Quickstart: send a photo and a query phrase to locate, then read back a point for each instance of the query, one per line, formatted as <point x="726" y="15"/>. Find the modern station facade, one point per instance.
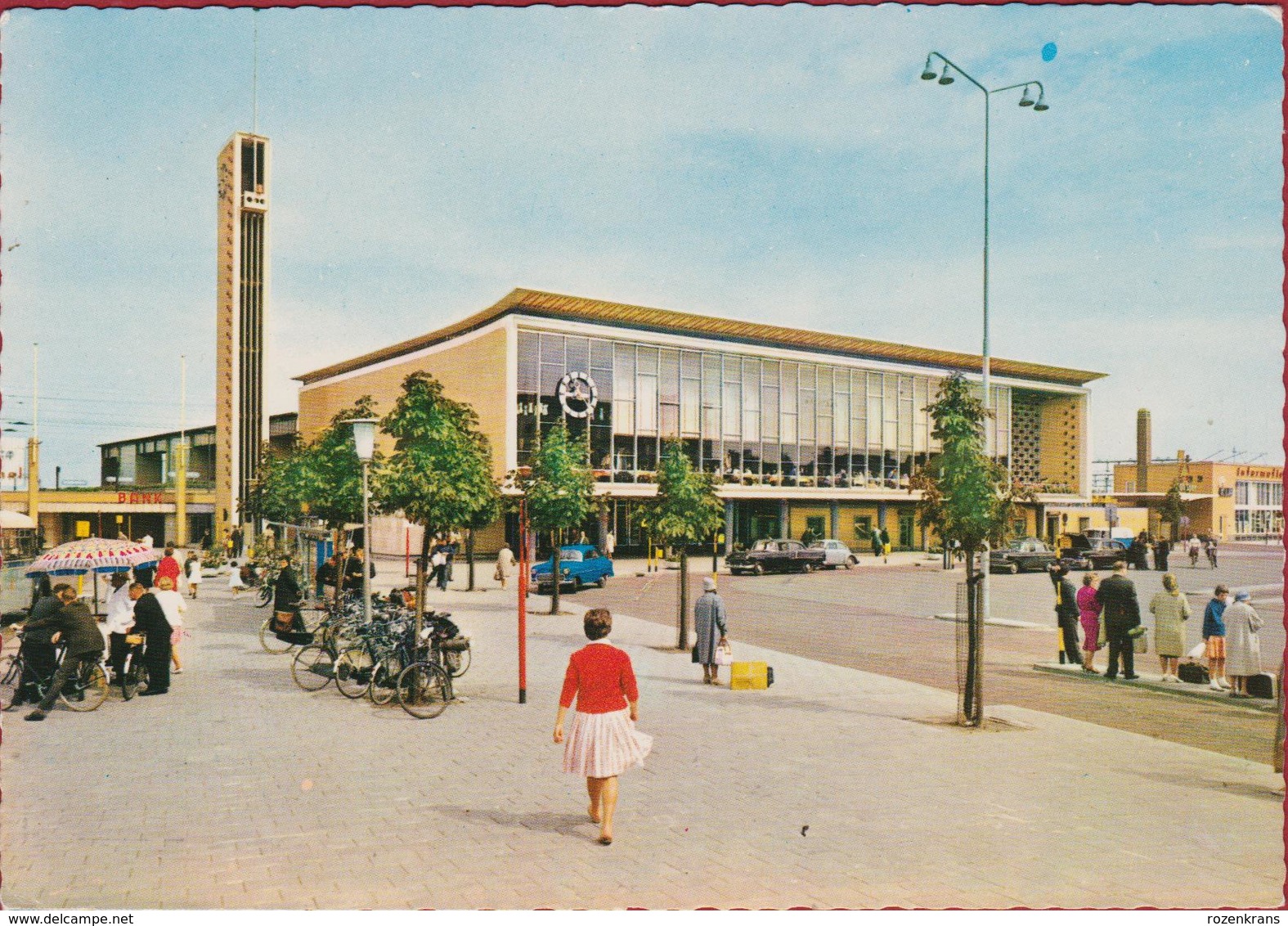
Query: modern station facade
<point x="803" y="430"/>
__________________________________________________
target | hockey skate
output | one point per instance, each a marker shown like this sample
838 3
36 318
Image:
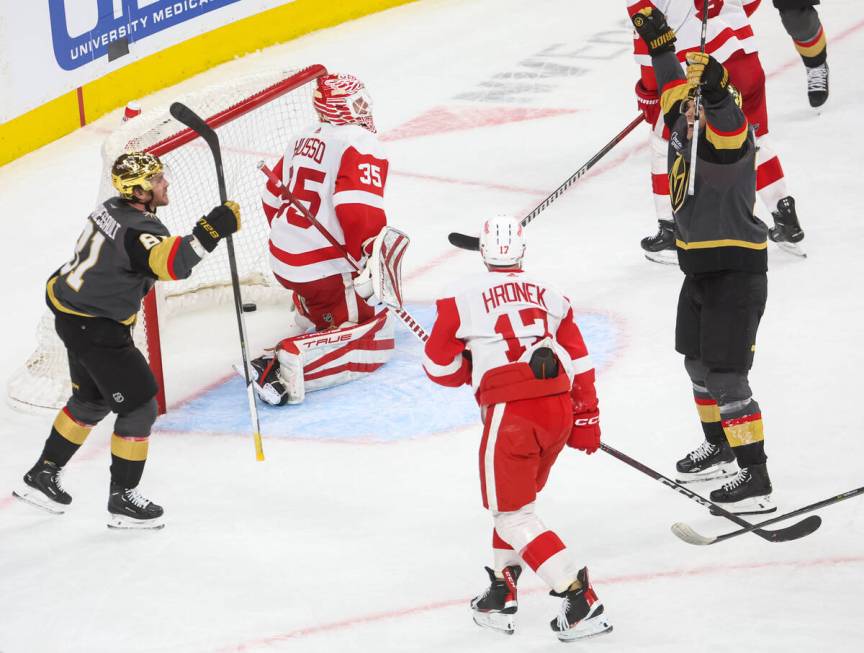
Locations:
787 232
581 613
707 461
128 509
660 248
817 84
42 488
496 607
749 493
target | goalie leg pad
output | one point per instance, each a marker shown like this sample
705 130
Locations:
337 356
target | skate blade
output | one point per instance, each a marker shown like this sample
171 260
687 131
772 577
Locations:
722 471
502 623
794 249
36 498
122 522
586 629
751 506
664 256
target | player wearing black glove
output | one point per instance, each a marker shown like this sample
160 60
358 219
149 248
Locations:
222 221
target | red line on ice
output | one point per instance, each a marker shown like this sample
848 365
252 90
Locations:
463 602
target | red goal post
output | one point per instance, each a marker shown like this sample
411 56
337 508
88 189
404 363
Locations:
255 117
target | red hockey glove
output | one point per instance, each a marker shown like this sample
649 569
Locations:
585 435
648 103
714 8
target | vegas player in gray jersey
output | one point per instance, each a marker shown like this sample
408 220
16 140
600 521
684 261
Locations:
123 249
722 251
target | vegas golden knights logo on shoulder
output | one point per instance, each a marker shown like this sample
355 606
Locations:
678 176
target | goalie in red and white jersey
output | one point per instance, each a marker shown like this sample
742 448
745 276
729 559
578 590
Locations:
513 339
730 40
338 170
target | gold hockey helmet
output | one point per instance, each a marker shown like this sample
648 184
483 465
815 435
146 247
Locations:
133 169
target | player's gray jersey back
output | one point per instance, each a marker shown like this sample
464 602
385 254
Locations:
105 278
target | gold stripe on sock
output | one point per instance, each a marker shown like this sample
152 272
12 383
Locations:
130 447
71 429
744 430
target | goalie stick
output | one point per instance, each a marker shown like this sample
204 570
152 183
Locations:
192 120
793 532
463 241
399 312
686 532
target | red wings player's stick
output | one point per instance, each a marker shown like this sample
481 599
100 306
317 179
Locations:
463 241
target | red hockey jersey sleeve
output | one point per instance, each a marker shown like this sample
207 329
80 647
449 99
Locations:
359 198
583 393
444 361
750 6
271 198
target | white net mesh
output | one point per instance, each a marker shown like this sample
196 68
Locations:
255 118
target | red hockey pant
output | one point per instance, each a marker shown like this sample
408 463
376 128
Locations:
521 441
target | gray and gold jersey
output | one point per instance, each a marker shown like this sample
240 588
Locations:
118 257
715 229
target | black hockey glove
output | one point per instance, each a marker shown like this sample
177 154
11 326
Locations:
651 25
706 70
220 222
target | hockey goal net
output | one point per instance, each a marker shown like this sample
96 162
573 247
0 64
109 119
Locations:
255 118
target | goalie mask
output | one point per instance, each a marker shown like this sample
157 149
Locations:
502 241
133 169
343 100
__________________________________________________
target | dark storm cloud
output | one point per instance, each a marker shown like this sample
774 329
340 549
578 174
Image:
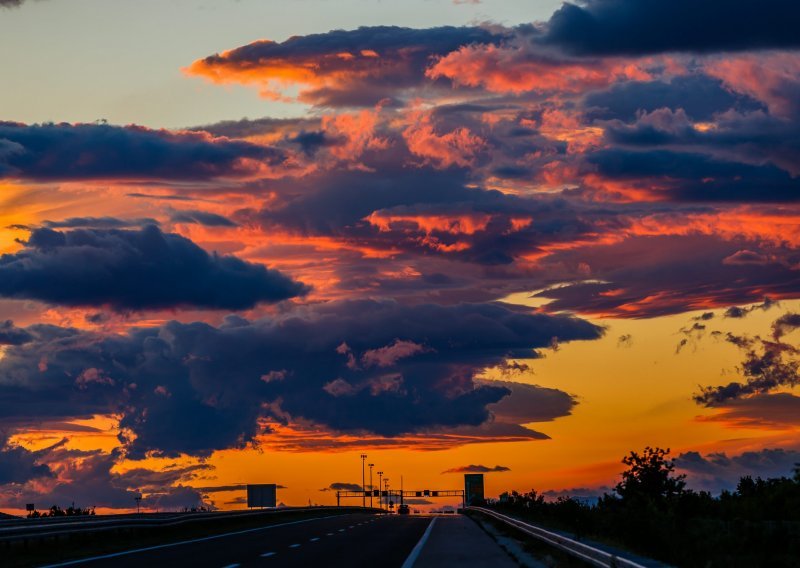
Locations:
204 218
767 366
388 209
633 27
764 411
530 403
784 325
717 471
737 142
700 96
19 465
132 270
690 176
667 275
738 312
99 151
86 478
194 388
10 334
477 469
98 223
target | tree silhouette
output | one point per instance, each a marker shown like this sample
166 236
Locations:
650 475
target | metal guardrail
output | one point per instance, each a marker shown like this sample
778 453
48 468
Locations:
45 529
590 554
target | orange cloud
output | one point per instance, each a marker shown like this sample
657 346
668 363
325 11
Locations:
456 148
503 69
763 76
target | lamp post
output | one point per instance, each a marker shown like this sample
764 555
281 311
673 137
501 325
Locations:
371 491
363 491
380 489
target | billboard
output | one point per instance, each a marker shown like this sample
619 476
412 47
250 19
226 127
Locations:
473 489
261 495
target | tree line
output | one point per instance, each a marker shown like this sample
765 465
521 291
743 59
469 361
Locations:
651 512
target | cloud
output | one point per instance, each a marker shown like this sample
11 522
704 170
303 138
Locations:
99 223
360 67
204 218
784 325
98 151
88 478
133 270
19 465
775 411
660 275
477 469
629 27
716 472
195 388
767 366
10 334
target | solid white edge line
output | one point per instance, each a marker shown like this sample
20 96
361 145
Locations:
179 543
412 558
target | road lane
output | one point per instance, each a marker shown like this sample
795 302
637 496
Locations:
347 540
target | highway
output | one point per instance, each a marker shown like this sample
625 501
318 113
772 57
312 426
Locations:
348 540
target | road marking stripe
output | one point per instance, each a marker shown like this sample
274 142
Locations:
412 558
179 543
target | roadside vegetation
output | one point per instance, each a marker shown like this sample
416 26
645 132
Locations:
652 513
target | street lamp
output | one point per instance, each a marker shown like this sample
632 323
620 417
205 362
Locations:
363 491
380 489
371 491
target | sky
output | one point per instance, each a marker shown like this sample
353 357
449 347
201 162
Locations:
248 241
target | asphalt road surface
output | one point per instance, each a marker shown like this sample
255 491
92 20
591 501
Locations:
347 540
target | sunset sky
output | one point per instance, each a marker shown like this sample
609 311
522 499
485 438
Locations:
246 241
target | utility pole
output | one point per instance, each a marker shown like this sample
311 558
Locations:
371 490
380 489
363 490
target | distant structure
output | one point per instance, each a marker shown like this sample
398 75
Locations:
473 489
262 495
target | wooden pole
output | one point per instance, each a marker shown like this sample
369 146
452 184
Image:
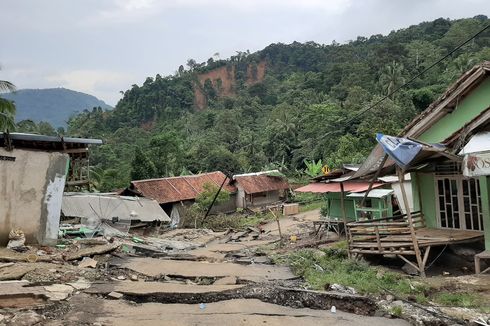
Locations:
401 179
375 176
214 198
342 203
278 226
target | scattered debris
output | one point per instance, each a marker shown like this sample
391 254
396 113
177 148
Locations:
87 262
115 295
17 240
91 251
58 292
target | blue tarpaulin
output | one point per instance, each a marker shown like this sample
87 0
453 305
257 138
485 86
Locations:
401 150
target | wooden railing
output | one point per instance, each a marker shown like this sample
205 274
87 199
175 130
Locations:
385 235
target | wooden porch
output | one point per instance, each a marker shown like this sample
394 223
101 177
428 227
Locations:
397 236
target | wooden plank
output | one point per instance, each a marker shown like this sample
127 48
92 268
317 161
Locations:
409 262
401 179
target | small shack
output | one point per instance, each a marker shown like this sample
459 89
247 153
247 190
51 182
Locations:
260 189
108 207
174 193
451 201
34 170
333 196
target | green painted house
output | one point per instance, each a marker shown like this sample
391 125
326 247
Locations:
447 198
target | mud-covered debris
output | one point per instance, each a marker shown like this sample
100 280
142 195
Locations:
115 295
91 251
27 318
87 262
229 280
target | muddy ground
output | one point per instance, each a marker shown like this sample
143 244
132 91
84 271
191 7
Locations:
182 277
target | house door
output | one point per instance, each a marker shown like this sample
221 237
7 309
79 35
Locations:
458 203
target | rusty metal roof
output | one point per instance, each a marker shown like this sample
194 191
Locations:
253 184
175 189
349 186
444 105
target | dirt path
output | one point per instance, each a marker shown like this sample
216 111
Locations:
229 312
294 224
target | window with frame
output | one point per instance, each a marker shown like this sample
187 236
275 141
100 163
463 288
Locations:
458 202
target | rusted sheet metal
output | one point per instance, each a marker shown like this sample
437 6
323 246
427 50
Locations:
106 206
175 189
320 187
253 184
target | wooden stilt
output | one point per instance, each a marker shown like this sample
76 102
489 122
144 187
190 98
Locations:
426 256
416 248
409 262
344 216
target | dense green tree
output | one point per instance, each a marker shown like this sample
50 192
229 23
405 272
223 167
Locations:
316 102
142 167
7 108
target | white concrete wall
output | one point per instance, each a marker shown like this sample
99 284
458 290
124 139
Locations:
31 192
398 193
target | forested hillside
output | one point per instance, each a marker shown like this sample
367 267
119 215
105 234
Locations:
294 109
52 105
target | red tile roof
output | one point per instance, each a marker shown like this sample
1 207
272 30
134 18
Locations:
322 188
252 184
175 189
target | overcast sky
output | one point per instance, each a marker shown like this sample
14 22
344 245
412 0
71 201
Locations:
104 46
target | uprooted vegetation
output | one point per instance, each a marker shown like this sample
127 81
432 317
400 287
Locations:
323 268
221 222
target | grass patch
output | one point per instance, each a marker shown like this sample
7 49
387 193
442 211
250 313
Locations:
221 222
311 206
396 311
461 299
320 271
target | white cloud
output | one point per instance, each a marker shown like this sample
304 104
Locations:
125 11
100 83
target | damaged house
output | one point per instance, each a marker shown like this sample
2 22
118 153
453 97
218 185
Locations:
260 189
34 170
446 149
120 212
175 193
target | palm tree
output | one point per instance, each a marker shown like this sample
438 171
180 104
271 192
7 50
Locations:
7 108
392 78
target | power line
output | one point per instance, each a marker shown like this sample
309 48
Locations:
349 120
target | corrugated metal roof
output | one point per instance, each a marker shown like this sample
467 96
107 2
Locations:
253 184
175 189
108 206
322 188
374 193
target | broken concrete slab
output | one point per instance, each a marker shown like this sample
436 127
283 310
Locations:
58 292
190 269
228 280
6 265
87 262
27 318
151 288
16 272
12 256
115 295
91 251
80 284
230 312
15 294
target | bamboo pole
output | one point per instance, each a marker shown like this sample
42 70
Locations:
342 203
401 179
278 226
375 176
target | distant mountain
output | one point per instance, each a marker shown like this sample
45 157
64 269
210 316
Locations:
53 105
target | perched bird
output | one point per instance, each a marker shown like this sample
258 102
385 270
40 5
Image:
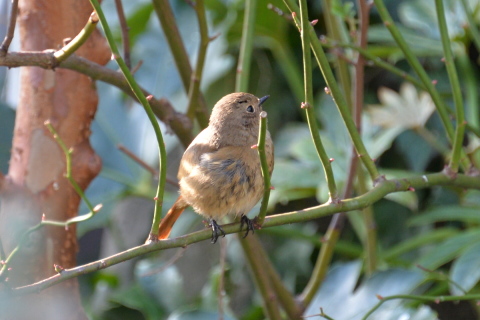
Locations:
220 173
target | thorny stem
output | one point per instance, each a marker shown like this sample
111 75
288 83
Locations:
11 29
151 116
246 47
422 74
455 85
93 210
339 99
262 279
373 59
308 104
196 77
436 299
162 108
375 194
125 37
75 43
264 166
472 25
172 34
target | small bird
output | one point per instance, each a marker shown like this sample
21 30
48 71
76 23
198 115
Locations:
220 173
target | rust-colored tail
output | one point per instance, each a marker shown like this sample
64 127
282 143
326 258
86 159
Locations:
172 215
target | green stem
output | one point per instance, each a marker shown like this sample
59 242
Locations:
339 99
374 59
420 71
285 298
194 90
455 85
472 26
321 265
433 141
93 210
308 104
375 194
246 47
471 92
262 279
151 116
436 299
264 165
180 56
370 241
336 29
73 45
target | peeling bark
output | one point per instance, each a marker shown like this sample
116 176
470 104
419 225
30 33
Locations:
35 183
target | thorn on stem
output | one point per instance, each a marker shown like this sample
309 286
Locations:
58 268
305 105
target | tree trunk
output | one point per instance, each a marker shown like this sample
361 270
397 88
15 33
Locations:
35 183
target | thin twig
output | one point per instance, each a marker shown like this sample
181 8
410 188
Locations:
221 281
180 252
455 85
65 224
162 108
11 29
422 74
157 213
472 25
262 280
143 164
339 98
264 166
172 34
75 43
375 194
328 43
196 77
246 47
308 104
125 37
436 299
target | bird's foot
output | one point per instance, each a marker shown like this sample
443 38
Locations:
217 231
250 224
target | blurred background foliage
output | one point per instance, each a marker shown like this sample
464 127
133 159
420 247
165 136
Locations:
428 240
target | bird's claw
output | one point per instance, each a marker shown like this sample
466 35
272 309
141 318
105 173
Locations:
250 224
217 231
__________________________________________________
How many lines in the data above contain the string "concrete"? Case counts, and reply with the number alone.

▶ Full response
2